(Stored items)

※ ※ ※

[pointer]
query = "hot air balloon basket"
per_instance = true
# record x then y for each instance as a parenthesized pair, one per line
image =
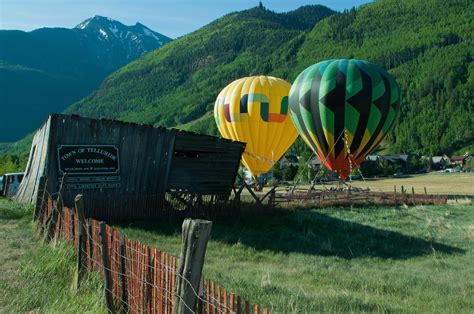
(303, 199)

※ ※ ※

> INSTRUCTIONS TO FOLLOW: Give the entries back verbatim and omit the images.

> EXERCISE OUTPUT:
[pointer]
query = "hot air balloon basket"
per_instance = true
# record x then y for each instance as a parenthesized pair, one per line
image =
(303, 199)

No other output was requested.